--- begin Data supplied ---

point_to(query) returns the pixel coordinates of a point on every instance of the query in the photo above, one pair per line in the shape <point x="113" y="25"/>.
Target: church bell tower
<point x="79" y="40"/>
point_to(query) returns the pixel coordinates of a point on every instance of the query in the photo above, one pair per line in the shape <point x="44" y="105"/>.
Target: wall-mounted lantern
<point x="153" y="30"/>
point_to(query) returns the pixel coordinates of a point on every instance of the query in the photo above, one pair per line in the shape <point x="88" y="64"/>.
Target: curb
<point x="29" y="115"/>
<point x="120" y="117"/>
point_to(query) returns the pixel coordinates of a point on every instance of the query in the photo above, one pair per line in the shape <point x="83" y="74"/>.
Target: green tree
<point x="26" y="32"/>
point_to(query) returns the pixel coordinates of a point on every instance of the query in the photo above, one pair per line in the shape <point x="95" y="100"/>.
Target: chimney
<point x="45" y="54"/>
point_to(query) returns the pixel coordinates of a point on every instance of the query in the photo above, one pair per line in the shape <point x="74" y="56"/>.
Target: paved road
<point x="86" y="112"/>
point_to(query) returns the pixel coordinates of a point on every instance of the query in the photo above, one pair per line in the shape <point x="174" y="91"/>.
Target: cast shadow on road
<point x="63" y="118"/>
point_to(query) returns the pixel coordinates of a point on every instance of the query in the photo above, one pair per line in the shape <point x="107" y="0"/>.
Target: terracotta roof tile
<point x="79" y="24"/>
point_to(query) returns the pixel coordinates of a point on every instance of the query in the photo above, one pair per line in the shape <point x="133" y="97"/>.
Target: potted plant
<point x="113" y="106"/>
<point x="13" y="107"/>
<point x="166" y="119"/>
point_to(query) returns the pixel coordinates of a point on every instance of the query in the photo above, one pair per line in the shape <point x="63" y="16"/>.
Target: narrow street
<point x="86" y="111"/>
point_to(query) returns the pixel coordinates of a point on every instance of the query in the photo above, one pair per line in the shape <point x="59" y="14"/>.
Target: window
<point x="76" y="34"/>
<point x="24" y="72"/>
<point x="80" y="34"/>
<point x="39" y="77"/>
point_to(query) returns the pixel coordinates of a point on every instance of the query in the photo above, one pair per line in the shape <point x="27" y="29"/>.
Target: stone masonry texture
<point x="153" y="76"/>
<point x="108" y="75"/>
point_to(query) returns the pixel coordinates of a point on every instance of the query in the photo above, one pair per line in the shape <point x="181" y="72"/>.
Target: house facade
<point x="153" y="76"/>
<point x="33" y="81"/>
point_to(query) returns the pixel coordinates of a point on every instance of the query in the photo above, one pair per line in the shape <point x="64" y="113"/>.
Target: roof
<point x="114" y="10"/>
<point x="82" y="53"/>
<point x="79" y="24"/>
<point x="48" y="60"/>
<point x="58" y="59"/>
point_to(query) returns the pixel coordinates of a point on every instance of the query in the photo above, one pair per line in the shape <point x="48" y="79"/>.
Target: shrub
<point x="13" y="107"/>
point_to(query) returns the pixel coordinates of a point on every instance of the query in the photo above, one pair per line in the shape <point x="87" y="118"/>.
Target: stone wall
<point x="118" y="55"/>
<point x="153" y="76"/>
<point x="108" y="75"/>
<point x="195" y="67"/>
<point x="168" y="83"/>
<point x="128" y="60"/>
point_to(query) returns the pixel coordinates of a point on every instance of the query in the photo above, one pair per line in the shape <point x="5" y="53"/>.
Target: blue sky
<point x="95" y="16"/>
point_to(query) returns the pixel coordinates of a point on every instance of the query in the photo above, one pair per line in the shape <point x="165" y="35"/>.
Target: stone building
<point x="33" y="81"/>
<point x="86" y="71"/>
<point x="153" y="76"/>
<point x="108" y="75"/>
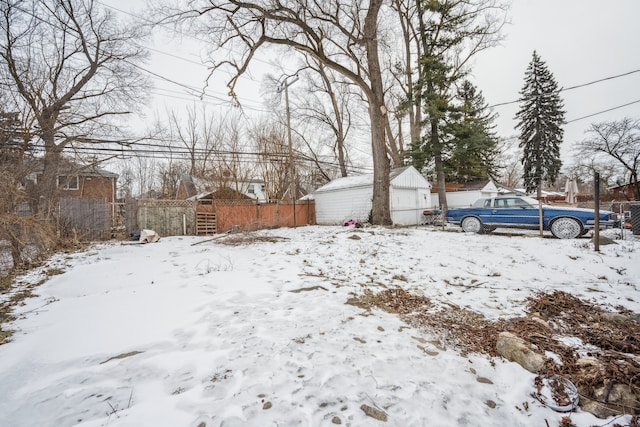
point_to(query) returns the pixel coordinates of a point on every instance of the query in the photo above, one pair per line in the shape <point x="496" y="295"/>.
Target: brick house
<point x="82" y="181"/>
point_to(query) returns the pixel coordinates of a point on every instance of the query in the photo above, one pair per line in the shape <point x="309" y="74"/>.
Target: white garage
<point x="351" y="198"/>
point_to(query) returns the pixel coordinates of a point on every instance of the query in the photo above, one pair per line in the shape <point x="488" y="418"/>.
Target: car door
<point x="513" y="211"/>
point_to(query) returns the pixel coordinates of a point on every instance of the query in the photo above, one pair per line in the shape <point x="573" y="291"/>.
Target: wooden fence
<point x="97" y="219"/>
<point x="187" y="217"/>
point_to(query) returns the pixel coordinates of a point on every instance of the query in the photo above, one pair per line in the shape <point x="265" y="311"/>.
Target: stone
<point x="374" y="413"/>
<point x="515" y="349"/>
<point x="620" y="400"/>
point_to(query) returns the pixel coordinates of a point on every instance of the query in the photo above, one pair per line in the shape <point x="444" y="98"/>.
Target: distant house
<point x="189" y="186"/>
<point x="624" y="191"/>
<point x="464" y="195"/>
<point x="82" y="181"/>
<point x="351" y="197"/>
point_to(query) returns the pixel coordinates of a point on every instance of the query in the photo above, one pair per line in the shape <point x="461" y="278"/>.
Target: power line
<point x="603" y="111"/>
<point x="575" y="87"/>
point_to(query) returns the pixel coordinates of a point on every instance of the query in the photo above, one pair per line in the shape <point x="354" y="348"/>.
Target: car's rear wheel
<point x="471" y="224"/>
<point x="566" y="228"/>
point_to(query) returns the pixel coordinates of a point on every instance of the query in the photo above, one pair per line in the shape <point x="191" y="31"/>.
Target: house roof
<point x="221" y="194"/>
<point x="70" y="167"/>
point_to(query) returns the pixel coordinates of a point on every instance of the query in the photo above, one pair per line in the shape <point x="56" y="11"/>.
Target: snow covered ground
<point x="175" y="334"/>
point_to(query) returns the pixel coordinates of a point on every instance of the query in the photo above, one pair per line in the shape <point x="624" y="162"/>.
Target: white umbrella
<point x="571" y="190"/>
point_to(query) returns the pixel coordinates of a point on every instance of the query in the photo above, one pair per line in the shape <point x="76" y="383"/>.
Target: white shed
<point x="351" y="198"/>
<point x="464" y="195"/>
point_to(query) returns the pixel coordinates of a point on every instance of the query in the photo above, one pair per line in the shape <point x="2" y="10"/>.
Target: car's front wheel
<point x="566" y="228"/>
<point x="471" y="224"/>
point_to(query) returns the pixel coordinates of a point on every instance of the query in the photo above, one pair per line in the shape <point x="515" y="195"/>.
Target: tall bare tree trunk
<point x="377" y="110"/>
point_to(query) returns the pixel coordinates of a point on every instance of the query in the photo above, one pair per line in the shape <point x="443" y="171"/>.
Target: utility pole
<point x="292" y="184"/>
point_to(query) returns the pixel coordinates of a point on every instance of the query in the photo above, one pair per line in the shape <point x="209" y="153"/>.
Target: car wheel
<point x="471" y="224"/>
<point x="487" y="229"/>
<point x="566" y="228"/>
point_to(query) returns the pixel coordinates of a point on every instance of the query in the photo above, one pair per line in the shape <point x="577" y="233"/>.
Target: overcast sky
<point x="581" y="41"/>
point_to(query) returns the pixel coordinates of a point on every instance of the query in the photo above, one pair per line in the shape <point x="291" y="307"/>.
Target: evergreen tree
<point x="472" y="152"/>
<point x="539" y="120"/>
<point x="466" y="144"/>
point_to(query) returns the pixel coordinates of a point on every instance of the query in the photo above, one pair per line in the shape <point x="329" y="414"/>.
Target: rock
<point x="588" y="362"/>
<point x="374" y="413"/>
<point x="515" y="349"/>
<point x="614" y="317"/>
<point x="604" y="240"/>
<point x="620" y="400"/>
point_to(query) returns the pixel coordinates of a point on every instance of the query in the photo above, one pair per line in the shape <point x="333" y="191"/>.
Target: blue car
<point x="522" y="212"/>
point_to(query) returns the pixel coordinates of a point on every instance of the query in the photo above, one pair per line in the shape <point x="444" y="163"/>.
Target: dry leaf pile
<point x="610" y="353"/>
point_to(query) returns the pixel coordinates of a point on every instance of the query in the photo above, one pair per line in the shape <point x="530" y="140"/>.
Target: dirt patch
<point x="607" y="350"/>
<point x="239" y="239"/>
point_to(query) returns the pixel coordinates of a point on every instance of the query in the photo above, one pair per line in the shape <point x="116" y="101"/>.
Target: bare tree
<point x="343" y="36"/>
<point x="618" y="141"/>
<point x="270" y="142"/>
<point x="72" y="67"/>
<point x="330" y="103"/>
<point x="200" y="133"/>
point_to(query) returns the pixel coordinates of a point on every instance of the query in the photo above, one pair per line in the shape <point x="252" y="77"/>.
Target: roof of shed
<point x="467" y="186"/>
<point x="356" y="181"/>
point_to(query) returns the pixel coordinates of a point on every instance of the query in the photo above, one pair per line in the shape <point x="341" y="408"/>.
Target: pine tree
<point x="472" y="152"/>
<point x="539" y="120"/>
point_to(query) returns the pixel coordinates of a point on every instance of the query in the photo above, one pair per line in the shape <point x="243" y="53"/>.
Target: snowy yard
<point x="266" y="332"/>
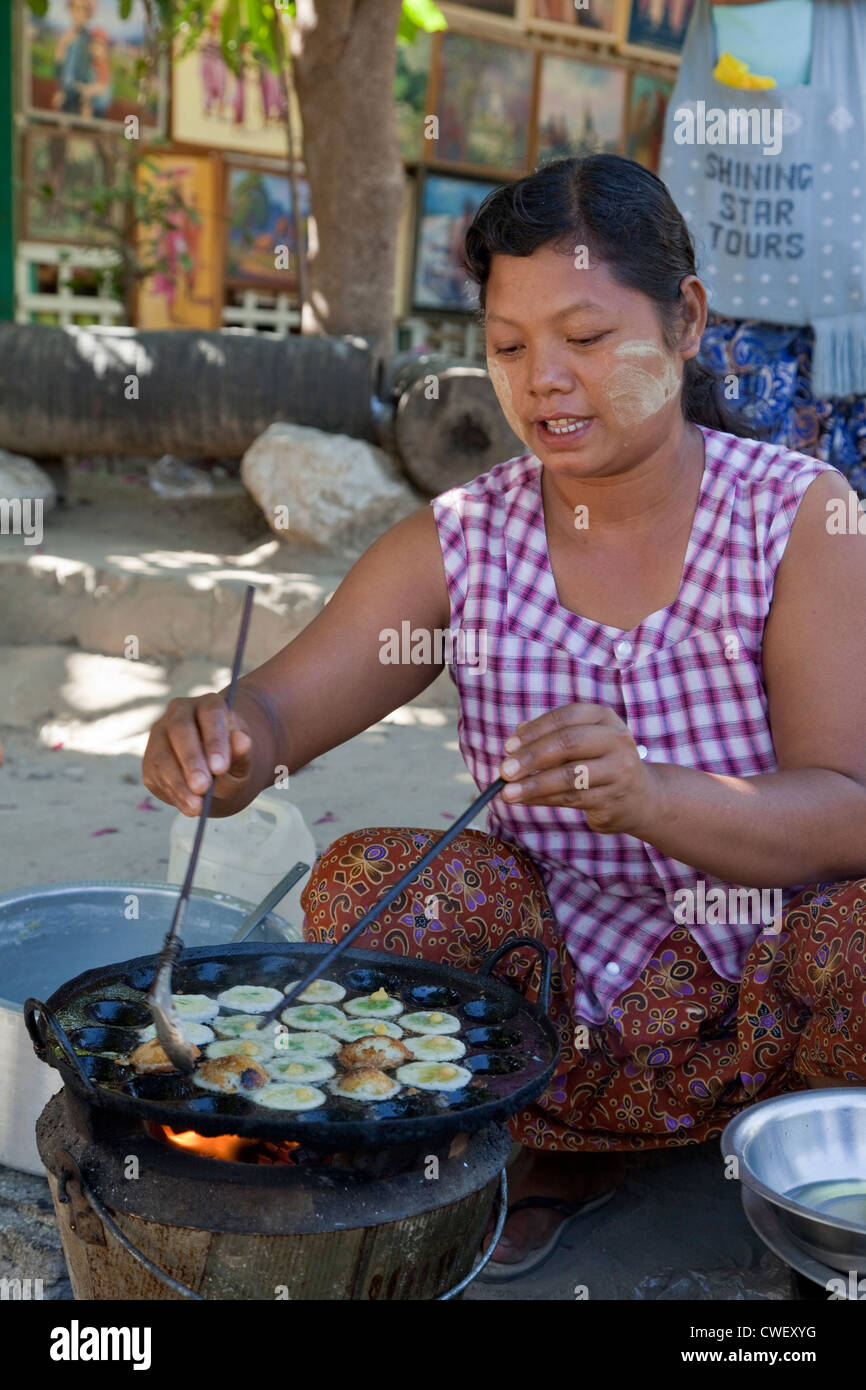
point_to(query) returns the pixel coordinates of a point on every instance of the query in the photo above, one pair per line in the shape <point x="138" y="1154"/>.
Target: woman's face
<point x="578" y="363"/>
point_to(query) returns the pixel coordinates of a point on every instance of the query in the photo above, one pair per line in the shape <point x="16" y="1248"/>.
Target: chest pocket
<point x="701" y="702"/>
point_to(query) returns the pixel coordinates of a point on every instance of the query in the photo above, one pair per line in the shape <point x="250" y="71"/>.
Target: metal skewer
<point x="469" y="815"/>
<point x="168" y="1026"/>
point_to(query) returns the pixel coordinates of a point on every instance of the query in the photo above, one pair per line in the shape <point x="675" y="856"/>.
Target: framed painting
<point x="446" y="209"/>
<point x="656" y="28"/>
<point x="599" y="20"/>
<point x="502" y="9"/>
<point x="484" y="103"/>
<point x="213" y="107"/>
<point x="81" y="63"/>
<point x="63" y="170"/>
<point x="581" y="109"/>
<point x="260" y="248"/>
<point x="186" y="288"/>
<point x="648" y="97"/>
<point x="410" y="86"/>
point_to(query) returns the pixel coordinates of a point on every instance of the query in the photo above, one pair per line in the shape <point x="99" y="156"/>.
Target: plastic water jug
<point x="245" y="855"/>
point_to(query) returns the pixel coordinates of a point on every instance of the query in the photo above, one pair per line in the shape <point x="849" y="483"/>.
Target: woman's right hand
<point x="195" y="742"/>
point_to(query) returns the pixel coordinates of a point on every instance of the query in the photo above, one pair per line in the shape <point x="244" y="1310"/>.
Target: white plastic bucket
<point x="245" y="855"/>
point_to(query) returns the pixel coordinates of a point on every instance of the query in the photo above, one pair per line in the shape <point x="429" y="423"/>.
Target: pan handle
<point x="512" y="944"/>
<point x="35" y="1027"/>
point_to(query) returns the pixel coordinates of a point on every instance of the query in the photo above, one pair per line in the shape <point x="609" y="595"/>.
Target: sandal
<point x="501" y="1272"/>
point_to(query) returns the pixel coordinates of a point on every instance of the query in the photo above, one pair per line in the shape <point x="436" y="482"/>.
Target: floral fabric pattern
<point x="681" y="1051"/>
<point x="773" y="369"/>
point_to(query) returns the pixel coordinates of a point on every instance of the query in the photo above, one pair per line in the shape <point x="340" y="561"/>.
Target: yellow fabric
<point x="734" y="72"/>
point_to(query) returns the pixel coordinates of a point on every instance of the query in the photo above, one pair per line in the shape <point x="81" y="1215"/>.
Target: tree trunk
<point x="344" y="67"/>
<point x="186" y="392"/>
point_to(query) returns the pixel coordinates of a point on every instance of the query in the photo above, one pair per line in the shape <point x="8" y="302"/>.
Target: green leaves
<point x="420" y="14"/>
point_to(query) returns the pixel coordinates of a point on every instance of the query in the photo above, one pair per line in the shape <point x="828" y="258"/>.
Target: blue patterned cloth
<point x="773" y="367"/>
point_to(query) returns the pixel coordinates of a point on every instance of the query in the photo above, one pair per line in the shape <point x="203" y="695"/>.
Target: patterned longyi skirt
<point x="683" y="1050"/>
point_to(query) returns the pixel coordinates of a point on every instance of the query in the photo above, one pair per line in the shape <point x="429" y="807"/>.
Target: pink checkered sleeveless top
<point x="687" y="681"/>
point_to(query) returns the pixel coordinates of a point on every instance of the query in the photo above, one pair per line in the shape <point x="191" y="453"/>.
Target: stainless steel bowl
<point x="794" y="1140"/>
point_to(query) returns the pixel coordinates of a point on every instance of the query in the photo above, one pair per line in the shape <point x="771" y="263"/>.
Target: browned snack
<point x="150" y="1057"/>
<point x="380" y="1052"/>
<point x="231" y="1073"/>
<point x="364" y="1083"/>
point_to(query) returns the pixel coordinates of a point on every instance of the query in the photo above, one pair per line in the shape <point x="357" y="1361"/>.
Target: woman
<point x="672" y="688"/>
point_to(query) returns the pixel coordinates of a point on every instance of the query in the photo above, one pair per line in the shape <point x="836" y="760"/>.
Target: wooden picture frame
<point x="567" y="116"/>
<point x="70" y="160"/>
<point x="484" y="116"/>
<point x="78" y="68"/>
<point x="666" y="20"/>
<point x="484" y="17"/>
<point x="445" y="207"/>
<point x="594" y="21"/>
<point x="253" y="230"/>
<point x="191" y="298"/>
<point x="412" y="95"/>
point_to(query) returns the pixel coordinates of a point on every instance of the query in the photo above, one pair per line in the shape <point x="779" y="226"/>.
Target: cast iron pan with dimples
<point x="512" y="1045"/>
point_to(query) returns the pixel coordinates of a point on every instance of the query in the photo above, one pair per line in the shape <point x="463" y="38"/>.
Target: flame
<point x="228" y="1147"/>
<point x="231" y="1148"/>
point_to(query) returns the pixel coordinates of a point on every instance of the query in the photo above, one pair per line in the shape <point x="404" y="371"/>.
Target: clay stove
<point x="145" y="1214"/>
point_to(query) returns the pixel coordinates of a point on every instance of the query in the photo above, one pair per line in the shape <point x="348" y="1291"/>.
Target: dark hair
<point x="627" y="218"/>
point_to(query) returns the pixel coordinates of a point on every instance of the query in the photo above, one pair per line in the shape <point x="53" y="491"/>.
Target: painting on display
<point x="61" y="168"/>
<point x="185" y="292"/>
<point x="260" y="248"/>
<point x="581" y="109"/>
<point x="410" y="95"/>
<point x="448" y="207"/>
<point x="648" y="100"/>
<point x="81" y="63"/>
<point x="484" y="103"/>
<point x="658" y="27"/>
<point x="210" y="106"/>
<point x="594" y="18"/>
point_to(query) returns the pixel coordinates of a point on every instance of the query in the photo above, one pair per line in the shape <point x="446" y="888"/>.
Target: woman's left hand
<point x="581" y="756"/>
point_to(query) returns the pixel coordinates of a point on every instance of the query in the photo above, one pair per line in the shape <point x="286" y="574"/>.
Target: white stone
<point x="22" y="478"/>
<point x="324" y="489"/>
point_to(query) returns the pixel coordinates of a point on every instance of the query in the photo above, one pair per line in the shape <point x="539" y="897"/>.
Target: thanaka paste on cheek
<point x="502" y="387"/>
<point x="638" y="387"/>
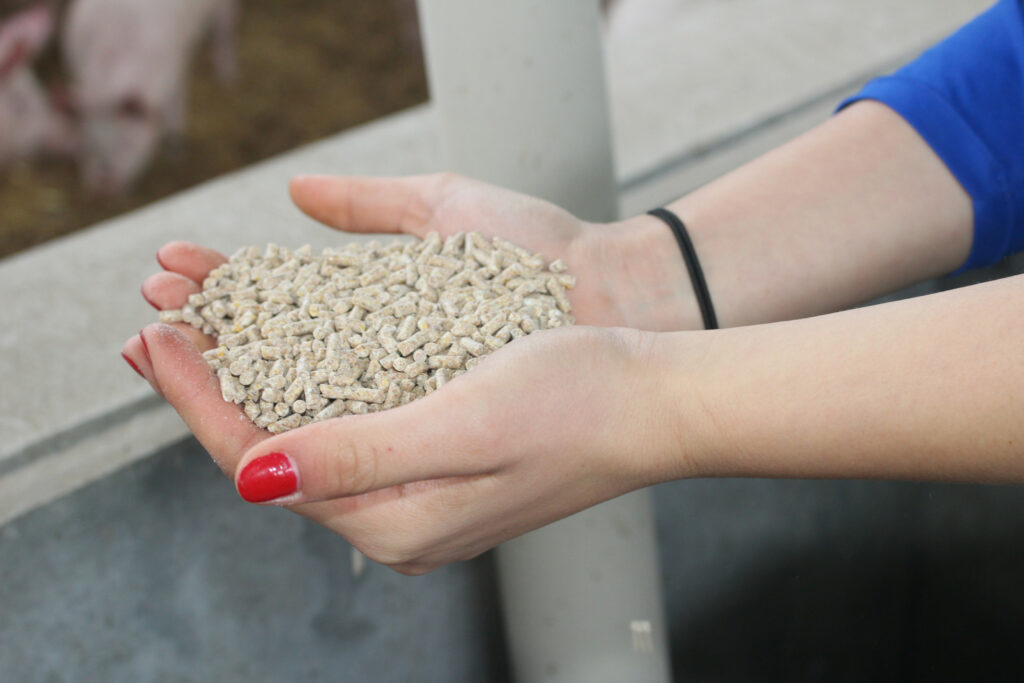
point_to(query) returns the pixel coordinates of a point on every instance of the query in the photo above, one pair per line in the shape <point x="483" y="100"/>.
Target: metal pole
<point x="518" y="90"/>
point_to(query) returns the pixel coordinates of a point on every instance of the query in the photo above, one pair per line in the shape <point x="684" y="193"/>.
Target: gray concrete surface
<point x="159" y="572"/>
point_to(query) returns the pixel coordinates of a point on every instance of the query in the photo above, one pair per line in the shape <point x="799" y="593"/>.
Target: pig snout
<point x="116" y="146"/>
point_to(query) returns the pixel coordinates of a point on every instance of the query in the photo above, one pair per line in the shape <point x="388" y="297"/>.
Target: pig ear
<point x="24" y="35"/>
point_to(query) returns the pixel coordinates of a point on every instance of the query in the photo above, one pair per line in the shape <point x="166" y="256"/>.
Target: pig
<point x="128" y="61"/>
<point x="29" y="122"/>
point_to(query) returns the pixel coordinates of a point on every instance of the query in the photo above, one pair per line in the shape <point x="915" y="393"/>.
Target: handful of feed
<point x="365" y="327"/>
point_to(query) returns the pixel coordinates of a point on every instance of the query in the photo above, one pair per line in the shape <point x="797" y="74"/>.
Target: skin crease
<point x="567" y="418"/>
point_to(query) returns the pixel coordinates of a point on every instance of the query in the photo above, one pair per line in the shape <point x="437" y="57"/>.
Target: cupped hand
<point x="629" y="273"/>
<point x="547" y="426"/>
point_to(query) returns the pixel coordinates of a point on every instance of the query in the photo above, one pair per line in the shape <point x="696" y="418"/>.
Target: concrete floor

--- end Data supplied ---

Find each line in the records above that contains the word "concrete", and copy those lines out in full. Case counts.

Target: gray concrete surface
Target: concrete floor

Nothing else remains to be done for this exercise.